[Items from a dataset]
* * *

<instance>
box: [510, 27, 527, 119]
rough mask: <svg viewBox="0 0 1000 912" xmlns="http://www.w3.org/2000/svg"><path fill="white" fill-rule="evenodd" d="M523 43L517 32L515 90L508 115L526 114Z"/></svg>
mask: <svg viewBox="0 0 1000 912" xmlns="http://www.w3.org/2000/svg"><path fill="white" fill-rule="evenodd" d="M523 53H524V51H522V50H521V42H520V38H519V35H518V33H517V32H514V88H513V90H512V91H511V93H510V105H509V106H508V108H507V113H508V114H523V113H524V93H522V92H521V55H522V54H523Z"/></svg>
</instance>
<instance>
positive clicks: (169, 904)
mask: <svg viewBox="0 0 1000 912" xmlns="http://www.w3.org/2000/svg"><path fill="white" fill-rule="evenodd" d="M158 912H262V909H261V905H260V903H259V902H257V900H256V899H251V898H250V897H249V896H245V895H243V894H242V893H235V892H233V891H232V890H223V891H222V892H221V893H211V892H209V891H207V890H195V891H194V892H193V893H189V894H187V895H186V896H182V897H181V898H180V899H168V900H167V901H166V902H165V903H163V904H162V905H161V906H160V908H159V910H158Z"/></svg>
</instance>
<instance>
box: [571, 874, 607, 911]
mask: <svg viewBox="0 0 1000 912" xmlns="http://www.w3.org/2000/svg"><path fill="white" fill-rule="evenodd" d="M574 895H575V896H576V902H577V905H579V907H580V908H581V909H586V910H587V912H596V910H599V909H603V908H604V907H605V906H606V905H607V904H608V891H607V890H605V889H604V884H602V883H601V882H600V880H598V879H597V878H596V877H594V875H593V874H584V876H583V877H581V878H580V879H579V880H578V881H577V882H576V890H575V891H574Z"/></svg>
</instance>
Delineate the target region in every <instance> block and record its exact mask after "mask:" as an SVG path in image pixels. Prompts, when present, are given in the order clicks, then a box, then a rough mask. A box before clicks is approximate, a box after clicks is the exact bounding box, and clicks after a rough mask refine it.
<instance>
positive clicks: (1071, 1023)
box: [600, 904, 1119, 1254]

* * *

Make an exact copy of every entry.

Written answer:
<instance>
box: [510, 27, 527, 119]
rough mask: <svg viewBox="0 0 1000 912" xmlns="http://www.w3.org/2000/svg"><path fill="white" fill-rule="evenodd" d="M523 43L517 32L515 90L508 115L526 114Z"/></svg>
mask: <svg viewBox="0 0 1000 912" xmlns="http://www.w3.org/2000/svg"><path fill="white" fill-rule="evenodd" d="M523 53H524V51H522V50H521V42H520V38H519V35H518V33H517V32H514V88H513V90H512V91H511V93H510V105H509V106H508V108H507V113H508V114H523V113H524V93H522V92H521V55H522V54H523Z"/></svg>
</instance>
<instance>
positive clicks: (169, 904)
mask: <svg viewBox="0 0 1000 912" xmlns="http://www.w3.org/2000/svg"><path fill="white" fill-rule="evenodd" d="M158 912H262V909H261V905H260V903H259V902H257V900H256V899H251V898H250V897H249V896H245V895H243V894H242V893H235V892H233V891H232V890H223V891H222V892H221V893H211V892H209V891H207V890H195V891H194V892H193V893H189V894H187V895H186V896H182V897H181V898H180V899H168V900H167V901H166V902H165V903H163V904H162V905H161V906H160V908H159V910H158Z"/></svg>
</instance>
<instance>
box: [571, 874, 607, 911]
mask: <svg viewBox="0 0 1000 912" xmlns="http://www.w3.org/2000/svg"><path fill="white" fill-rule="evenodd" d="M574 895H575V896H576V902H577V905H579V907H580V908H581V909H586V910H587V912H596V910H599V909H603V908H604V907H605V906H606V905H607V904H608V891H607V890H605V889H604V884H602V883H601V882H600V880H598V879H597V878H596V877H594V875H593V874H584V876H583V877H581V878H580V879H579V880H578V881H577V882H576V890H575V891H574Z"/></svg>
</instance>
Delineate the target region in every <instance> block and record its exact mask after "mask:" as an SVG path in image pixels. Prompts, when present, are given in the order clicks, then a box, then a rough mask. A box before clicks is approximate, a box after clicks is the exact bounding box, and clicks after a rough mask refine it.
<instance>
positive clicks: (1071, 1023)
box: [600, 904, 1119, 1254]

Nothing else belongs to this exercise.